--- Excerpted text ---

# Algorithm 3: Atom Transformer (AlphaFold3)

The Atom Transformer processes per-atom features, a key innovation in AF3. Unlike AF2 which primarily works at residue level, AF3 explicitly models individual atoms.

## Source Code Location
- **File**: `AF3-Ref-src/alphafold3-official/src/alphafold3/model/network/atom_cross_attention.py`

## Overview

### Per-Atom Representations

| Representation | Shape | Description |
|---------------|-------|-------------|
| `p` | [N_atoms, c_atom_pair] | Pairwise atom features |
| `q` | [N_atoms, c_atom] | Per-atom features |

### Key Innovation
AF3 maintains explicit atom-level representations that are updated through the Atom Transformer, enabling better modeling of ligands and non-standard residues.

In [None]:
import numpy as np
np.random.seed(42)

def layer_norm(x, eps=1e-5):
    mean = np.mean(x, axis=-1, keepdims=True)
    var = np.var(x, axis=-1, keepdims=True)
    return (x - mean) / np.sqrt(var + eps)

def softmax(x, axis=-1):
    x_max = np.max(x, axis=axis, keepdims=True)
    exp_x = np.exp(x - x_max)
    return exp_x / np.sum(exp_x, axis=axis, keepdims=True)

def swish(x):
    return x / (1 + np.exp(-x))

In [None]:
def atom_transformer_block(q, p, num_heads=4, c=32):
    """
    Single Atom Transformer block.
    
    Args:
        q: Per-atom features [N_atoms, c_atom]
        p: Atom pair features [N_atoms, N_atoms, c_pair]
        num_heads: Number of attention heads
        c: Head dimension
    
    Returns:
        Updated q
    """

--- Extracted entries ---

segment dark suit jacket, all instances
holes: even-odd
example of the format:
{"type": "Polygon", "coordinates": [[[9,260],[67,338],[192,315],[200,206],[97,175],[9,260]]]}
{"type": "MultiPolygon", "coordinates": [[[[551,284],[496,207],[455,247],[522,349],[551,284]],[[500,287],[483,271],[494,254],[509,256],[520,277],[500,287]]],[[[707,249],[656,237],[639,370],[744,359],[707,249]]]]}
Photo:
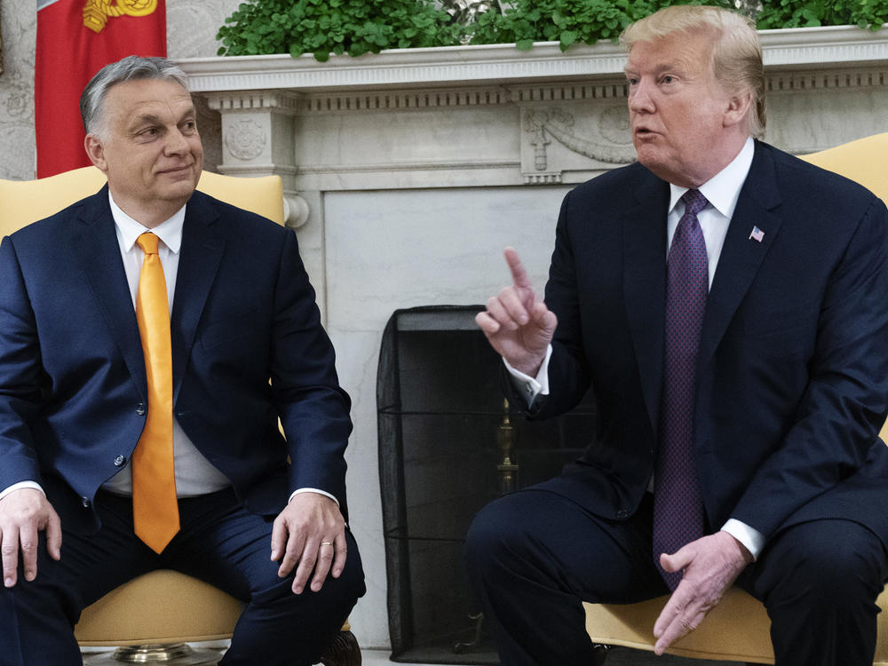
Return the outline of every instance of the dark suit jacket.
{"type": "MultiPolygon", "coordinates": [[[[274,514],[310,487],[345,512],[350,402],[296,236],[195,192],[180,252],[170,325],[182,429],[249,510],[274,514]]],[[[66,527],[95,528],[92,499],[128,464],[146,392],[106,186],[0,245],[0,488],[36,480],[66,527]]]]}
{"type": "MultiPolygon", "coordinates": [[[[551,393],[530,414],[570,409],[591,384],[593,441],[549,488],[608,518],[636,511],[654,469],[668,202],[633,164],[568,194],[558,223],[551,393]]],[[[844,517],[888,543],[886,260],[879,199],[757,142],[697,359],[694,452],[713,529],[733,517],[768,537],[844,517]]]]}

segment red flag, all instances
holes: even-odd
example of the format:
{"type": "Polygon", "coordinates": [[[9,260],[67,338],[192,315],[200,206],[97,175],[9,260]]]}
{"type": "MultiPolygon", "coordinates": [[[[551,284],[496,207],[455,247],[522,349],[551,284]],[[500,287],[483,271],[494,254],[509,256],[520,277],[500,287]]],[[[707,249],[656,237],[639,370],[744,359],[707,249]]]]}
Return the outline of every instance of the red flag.
{"type": "Polygon", "coordinates": [[[128,55],[166,56],[165,0],[37,0],[37,178],[90,164],[80,93],[128,55]]]}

---

_What you will do_
1. In the Atom Transformer notebook, which file is given as the source code location?
2. From the Atom Transformer notebook, extract the stretch from "### Per-Atom Representations" through "np.random.seed(42)".
3. Write what comes next in the Atom Transformer notebook, continuing from the point where it stops.
The records were drawn from a separate source.

_Answers to the exercises_
1. `AF3-Ref-src/alphafold3-official/src/alphafold3/model/network/atom_cross_attention.py`

2.
### Per-Atom Representations

| Representation | Shape | Description |
|---------------|-------|-------------|
| `p` | [N_atoms, c_atom_pair] | Pairwise atom features |
| `q` | [N_atoms, c_atom] | Per-atom features |

### Key Innovation
AF3 maintains explicit atom-level representations that are updated through the Atom Transformer, enabling better modeling of ligands and non-standard residues.

In [None]:
import numpy as np
np.random.seed(42)

3.
    N_atoms, c_atom = q.shape
    c_pair = p.shape[-1]
    
    # Self-attention with pair bias
    q_norm = layer_norm(q)
    p_norm = layer_norm(p)
    
    # QKV projections
    W_q = np.random.randn(c_atom, num_heads, c) * (c_atom ** -0.5)
    W_k = np.random.randn(c_atom, num_heads, c) * (c_atom ** -0.5)
    W_v = np.random.randn(c_atom, num_heads, c) * (c_atom ** -0.5)
    
    queries = np.einsum('ic,chd->ihd', q_norm, W_q)
    keys = np.einsum('jc,chd->jhd', q_norm, W_k)
    values = np.einsum('jc,chd->jhd', q_norm, W_v)
    
    # Pair bias
    W_b = np.random.randn(c_pair, num_heads) * (c_pair ** -0.5)
    bias = np.einsum('ijc,ch->ijh', p_norm, W_b)
    
    # Attention
    attn_logits = np.einsum('ihd,jhd->ijh', queries, keys) / np.sqrt(c)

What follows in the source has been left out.